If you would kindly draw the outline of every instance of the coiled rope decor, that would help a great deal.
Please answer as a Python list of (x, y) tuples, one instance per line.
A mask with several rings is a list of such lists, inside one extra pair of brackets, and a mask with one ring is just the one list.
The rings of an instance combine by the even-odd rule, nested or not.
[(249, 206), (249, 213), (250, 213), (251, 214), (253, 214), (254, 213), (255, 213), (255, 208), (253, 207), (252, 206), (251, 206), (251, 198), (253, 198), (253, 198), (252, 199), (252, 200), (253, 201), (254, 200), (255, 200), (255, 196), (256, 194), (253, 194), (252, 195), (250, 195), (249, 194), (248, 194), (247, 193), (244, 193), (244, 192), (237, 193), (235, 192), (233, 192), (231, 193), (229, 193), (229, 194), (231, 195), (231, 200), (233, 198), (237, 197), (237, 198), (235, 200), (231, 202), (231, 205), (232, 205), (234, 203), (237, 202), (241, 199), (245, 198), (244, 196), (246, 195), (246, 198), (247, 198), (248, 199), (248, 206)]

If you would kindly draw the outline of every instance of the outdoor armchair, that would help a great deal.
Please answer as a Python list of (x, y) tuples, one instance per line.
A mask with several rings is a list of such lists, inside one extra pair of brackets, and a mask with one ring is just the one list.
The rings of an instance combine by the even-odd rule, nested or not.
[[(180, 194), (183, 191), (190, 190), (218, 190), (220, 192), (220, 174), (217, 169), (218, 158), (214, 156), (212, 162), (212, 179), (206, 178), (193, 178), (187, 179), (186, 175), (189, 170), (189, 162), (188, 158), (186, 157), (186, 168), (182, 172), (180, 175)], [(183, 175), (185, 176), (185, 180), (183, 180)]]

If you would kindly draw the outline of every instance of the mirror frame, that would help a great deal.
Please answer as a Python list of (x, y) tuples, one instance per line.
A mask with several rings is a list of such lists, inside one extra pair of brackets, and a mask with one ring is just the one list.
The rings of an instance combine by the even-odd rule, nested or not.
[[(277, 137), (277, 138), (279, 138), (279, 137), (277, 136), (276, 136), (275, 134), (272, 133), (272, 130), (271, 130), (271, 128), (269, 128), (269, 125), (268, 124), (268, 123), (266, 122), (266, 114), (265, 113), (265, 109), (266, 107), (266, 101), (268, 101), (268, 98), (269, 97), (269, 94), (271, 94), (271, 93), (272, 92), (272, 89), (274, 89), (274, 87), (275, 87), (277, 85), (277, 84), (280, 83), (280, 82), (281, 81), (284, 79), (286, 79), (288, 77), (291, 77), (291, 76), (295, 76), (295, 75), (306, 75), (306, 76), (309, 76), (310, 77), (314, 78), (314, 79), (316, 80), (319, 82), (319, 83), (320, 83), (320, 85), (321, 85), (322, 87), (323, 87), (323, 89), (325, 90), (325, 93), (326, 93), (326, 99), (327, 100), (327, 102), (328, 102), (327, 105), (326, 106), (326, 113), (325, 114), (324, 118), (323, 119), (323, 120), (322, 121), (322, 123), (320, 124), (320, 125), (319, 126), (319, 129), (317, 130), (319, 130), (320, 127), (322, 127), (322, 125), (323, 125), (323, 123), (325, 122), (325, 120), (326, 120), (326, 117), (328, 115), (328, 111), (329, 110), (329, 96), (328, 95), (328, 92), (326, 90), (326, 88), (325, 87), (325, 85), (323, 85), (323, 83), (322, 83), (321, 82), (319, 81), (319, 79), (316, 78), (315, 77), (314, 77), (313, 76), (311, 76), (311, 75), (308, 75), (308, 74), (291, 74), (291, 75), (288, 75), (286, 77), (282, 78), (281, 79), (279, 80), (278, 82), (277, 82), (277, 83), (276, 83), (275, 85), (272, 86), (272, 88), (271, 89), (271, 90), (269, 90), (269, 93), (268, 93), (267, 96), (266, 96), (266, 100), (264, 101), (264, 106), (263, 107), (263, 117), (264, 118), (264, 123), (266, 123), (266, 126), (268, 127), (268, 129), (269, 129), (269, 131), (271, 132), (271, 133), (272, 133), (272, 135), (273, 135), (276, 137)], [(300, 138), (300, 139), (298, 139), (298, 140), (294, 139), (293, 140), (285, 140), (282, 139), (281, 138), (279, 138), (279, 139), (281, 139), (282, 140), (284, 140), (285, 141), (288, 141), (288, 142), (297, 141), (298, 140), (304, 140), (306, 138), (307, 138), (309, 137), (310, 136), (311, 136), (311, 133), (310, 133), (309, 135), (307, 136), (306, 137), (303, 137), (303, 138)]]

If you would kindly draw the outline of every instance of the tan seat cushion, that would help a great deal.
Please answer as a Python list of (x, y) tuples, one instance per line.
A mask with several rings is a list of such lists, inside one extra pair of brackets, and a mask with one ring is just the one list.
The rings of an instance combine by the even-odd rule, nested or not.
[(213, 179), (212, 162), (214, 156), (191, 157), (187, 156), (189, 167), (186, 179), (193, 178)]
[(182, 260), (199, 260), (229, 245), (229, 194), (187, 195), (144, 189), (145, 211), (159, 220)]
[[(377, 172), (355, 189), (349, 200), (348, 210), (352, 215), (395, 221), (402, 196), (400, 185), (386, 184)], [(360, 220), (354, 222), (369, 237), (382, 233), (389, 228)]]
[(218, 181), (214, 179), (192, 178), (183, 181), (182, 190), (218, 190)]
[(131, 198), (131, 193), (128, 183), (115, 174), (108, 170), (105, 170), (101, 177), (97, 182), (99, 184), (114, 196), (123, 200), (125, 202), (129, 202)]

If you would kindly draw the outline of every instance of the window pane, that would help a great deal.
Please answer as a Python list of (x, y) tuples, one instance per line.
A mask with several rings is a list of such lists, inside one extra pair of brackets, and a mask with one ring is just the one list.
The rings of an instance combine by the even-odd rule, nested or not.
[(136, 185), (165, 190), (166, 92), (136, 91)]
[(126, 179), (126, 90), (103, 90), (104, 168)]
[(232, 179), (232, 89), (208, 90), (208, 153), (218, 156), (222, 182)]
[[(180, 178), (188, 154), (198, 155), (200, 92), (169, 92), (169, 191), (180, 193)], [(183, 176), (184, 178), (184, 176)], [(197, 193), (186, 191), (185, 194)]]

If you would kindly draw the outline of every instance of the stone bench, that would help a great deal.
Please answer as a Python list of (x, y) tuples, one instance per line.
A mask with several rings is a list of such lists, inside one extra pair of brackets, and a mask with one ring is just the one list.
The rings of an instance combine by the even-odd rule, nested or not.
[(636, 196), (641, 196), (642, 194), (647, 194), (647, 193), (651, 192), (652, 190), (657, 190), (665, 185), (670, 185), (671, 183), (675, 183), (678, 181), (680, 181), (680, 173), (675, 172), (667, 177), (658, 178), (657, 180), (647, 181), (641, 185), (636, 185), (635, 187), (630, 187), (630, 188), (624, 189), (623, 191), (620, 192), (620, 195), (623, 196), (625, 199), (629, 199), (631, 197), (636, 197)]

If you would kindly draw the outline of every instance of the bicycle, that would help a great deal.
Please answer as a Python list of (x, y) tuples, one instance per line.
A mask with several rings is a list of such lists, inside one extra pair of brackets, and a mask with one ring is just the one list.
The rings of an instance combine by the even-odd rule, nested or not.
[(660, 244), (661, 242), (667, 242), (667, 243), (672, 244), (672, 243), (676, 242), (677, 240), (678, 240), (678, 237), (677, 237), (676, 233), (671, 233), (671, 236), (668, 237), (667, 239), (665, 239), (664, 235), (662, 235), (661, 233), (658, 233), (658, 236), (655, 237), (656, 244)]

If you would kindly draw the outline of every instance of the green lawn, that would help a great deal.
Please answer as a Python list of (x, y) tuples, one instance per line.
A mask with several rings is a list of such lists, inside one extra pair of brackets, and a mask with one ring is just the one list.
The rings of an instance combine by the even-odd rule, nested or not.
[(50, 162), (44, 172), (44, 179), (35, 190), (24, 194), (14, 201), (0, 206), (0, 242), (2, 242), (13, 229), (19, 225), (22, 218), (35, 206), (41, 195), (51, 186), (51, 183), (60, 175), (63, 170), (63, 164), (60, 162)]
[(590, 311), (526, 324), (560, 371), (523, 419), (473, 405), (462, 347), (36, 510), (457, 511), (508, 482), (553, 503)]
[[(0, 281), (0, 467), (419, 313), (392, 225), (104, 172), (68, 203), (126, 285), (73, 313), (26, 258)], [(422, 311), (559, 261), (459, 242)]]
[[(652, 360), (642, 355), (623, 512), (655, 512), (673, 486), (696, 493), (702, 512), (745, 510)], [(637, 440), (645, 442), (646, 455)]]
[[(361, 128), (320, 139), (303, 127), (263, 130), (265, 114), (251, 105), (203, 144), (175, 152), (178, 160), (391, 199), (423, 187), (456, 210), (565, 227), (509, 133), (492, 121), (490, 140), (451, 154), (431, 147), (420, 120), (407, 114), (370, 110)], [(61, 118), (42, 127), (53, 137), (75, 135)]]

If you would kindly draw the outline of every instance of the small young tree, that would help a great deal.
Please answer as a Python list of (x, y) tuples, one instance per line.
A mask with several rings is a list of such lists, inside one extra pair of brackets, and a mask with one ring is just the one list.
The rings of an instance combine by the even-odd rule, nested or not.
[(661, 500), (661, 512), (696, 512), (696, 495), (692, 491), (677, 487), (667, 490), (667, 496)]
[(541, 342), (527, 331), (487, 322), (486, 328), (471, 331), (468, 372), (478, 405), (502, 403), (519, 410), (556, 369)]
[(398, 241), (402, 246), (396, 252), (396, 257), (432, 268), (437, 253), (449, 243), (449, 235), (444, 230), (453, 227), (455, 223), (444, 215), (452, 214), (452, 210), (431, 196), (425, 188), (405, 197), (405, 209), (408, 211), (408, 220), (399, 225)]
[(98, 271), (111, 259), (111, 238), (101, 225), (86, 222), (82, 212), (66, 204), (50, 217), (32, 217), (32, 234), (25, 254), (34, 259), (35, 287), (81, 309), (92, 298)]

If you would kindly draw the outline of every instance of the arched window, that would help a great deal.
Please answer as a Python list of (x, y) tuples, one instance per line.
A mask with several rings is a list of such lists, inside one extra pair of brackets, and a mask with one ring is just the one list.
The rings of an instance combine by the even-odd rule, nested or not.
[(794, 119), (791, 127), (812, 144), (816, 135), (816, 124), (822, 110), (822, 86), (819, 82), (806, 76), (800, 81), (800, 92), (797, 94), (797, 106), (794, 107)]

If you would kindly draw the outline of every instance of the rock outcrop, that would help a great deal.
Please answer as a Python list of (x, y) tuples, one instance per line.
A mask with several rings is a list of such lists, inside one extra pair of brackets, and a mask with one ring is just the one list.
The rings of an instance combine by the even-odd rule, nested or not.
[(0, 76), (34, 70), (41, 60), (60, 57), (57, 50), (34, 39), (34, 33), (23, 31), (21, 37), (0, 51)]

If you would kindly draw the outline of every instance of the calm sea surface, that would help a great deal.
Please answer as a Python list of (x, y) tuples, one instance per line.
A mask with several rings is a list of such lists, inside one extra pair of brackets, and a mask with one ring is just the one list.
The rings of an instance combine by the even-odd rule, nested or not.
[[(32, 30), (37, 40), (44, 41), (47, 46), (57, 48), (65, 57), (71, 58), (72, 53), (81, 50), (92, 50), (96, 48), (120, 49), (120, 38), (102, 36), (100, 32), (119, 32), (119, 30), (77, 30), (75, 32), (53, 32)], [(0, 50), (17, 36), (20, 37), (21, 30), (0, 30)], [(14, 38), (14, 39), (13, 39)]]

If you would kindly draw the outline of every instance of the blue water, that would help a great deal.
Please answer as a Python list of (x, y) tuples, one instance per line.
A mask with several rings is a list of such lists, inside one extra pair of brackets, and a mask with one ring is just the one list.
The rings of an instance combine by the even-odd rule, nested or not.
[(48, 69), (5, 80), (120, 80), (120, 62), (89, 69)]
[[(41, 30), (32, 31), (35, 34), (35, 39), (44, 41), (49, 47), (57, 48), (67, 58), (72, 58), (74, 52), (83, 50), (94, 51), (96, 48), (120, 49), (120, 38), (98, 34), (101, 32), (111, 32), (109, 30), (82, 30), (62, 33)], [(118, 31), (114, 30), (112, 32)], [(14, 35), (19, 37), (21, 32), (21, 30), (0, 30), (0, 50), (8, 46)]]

******************************

Reproduce word for word the data from the line containing "cushion, that would help a great deal." through the line containing "179), (193, 178)]", including both of those lines.

If you would kindly draw the outline of every instance of the tan seat cushion, that would help a great deal.
Please answer as a Python list of (x, y) tuples, one instance per line.
A mask with several rings is a list of such lists, inside one extra pair of brackets, and a mask with one ring is just the one list.
The rings of an instance combine by the even-odd rule, nested or not.
[(213, 179), (212, 162), (214, 156), (191, 157), (187, 156), (189, 167), (186, 179), (193, 178)]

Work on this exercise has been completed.